>> Begin
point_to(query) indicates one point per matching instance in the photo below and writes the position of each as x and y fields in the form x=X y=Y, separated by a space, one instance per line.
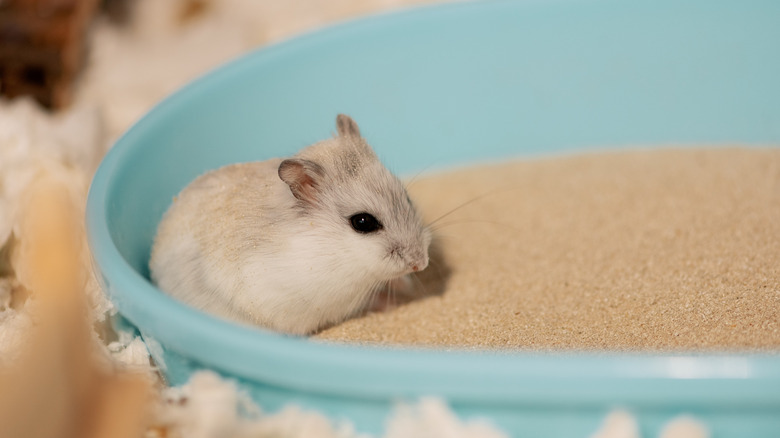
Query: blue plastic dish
x=444 y=86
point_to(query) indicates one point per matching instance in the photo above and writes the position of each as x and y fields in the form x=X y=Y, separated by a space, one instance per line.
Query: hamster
x=293 y=245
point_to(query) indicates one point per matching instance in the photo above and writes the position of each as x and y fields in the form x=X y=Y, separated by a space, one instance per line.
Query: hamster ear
x=346 y=126
x=303 y=177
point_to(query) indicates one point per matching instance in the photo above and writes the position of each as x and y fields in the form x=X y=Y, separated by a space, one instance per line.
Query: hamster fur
x=272 y=243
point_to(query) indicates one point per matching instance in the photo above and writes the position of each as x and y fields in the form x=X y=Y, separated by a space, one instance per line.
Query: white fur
x=237 y=243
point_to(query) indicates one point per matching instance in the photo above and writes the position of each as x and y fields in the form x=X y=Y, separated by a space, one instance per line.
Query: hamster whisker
x=470 y=221
x=414 y=178
x=470 y=201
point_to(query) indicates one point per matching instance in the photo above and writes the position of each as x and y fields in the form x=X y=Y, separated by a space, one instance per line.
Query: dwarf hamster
x=293 y=245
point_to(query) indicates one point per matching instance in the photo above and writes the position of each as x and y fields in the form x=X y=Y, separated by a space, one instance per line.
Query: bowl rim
x=354 y=371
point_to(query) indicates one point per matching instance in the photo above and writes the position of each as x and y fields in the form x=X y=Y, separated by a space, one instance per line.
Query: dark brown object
x=43 y=47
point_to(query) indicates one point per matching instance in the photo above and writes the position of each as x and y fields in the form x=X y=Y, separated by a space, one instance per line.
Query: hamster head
x=363 y=212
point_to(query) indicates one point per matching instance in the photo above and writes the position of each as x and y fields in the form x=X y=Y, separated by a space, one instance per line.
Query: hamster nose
x=419 y=262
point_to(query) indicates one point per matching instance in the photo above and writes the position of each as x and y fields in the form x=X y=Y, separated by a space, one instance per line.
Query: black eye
x=364 y=223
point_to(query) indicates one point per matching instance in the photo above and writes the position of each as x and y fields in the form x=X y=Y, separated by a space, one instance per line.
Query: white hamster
x=292 y=245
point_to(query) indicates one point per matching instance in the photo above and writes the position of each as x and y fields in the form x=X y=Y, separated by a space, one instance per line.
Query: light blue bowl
x=438 y=87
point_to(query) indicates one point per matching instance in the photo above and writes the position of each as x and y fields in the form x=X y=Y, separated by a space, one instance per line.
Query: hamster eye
x=364 y=223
>> End
What the exercise asks: Copy the material above word for word, from its first line through the line containing "x=237 y=243", and leave the picture out of your copy.

Exercise response:
point_to(query) indicates one point per matching instance in the photo below and writes the position of each as x and y fields in the form x=X y=Y, separated by a space, one instance per line.
Query: blue plastic dish
x=444 y=86
point_to(query) indicates one point per matching instance in the photo above and writes the position of each as x and y fields in the form x=X y=Y, separated by a space, one instance per line.
Query: hamster
x=293 y=245
point_to(query) indicates one point per matching instance in the photo above and writes the position of each as x and y fields in the form x=X y=Y, separated by a space, one instance per line.
Query: hamster ear
x=346 y=126
x=303 y=177
point_to(query) indicates one point per matching instance in the photo above and writes the position of each as x and y fields in the form x=X y=Y, separated by a space, one instance per line.
Query: hamster fur
x=272 y=243
point_to(query) indicates one point per matching instance in the photo above and writes the position of each as x and y fields in the form x=X y=Y, separated by a space, one instance per line.
Query: white fur
x=237 y=243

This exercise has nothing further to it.